The markets sessions at AIM were popular, as were the booths of the many analysts, marketing advisers, buyers and brokers. At those, farmers heard a cheerier story, with excellent prices for some small crops like mustard and a suddenly brighter outlook for wheat, which has languished for months.

Sometimes the markets compensate us for bad crop production with higher prices, but you can never count on that. Farmers in other countries will try to fill in any demand we can’t meet.

But this year might be a fortunate coincidence when low production here will not likely be offset by booming production elsewhere.

As Burnett pointed out in his session, there might be lots of wheat around the world, but the critical stocks in the few countries that export significant amounts of wheat — there are only a half dozen — have fallen sharply.

American production is suffering. Argentina has had terrible problems. It’s obviously bad in Western Canada.

▶ [What this exercise asks]:
**a)** In the text on the crop markets outlook, how many countries export significant amounts of wheat?
**b)** Rewrite the crop markets text from "The markets sessions" up to and including "we can’t meet.", replacing "mustard" with "canola".
**c)** Continue the crop markets text from the point where it stops.

▶ [Dataset]:

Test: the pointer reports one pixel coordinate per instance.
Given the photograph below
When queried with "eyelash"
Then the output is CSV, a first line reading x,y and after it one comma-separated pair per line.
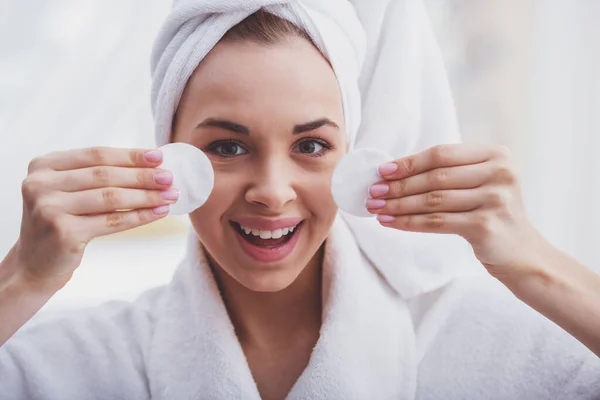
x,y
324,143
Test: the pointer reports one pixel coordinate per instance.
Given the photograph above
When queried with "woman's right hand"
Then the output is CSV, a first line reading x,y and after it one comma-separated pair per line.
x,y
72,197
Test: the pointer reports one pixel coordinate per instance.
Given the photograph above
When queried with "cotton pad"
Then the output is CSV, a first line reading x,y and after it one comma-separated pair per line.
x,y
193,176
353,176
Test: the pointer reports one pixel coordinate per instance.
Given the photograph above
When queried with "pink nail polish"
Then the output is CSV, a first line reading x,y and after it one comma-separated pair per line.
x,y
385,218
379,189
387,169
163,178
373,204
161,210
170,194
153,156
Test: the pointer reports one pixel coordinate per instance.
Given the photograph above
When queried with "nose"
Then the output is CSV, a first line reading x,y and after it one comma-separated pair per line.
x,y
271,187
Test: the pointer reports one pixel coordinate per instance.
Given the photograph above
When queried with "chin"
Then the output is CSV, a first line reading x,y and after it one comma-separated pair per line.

▶ [Answers for the exercise]:
**a)** Only a half dozen.

**b)**
The markets sessions at AIM were popular, as were the booths of the many analysts, marketing advisers, buyers and brokers. At those, farmers heard a cheerier story, with excellent prices for some small crops like canola and a suddenly brighter outlook for wheat, which has languished for months.

Sometimes the markets compensate us for bad crop production with higher prices, but you can never count on that. Farmers in other countries will try to fill in any demand we can’t meet.

**c)**
And now Russian missiles are hitting Ukrainian grain terminals and shutting down that major exporter’s access to markets.

“The market is reacting like there are tons of wheat around and it doesn’t matter,” said Burnett.

“But really, the situation is becoming very, very tight and it won’t take too much to tip it over.”

As always, sad reasons are behind the rise in our prices, but we need that to get through this coming drought-reduced crop year.

That means farmers are going to need to carefully steward every bushel of grain they can produce. When you get less, you need to earn more for each bushel.

This was a point pinged by Dave Crompton of OPI, the “guys with the blue cables,” who specialize in grain quality monitoring for grain storage systems.

“Why go to all the trouble, cost, the risk to produce a crop, and then just throw it in the bin?” said Crompton, who has been in the business since 1984.

He said farmers often have a blind spot when it comes to preserving the value of their binned grain, recalling an analogy that bin aeration pioneer Frank Flaman would often make.

If you put a bucket of money on top of a bin, Flaman would say, you’d be going up all the time to make sure it was still there. But if you put 100 times as much value inside the bin in grain, you might just ignore it. That blind spot could cause some farmers to lose some of the crop they need to preserve.

“It’s 100 percent of your assets,” said Crompton.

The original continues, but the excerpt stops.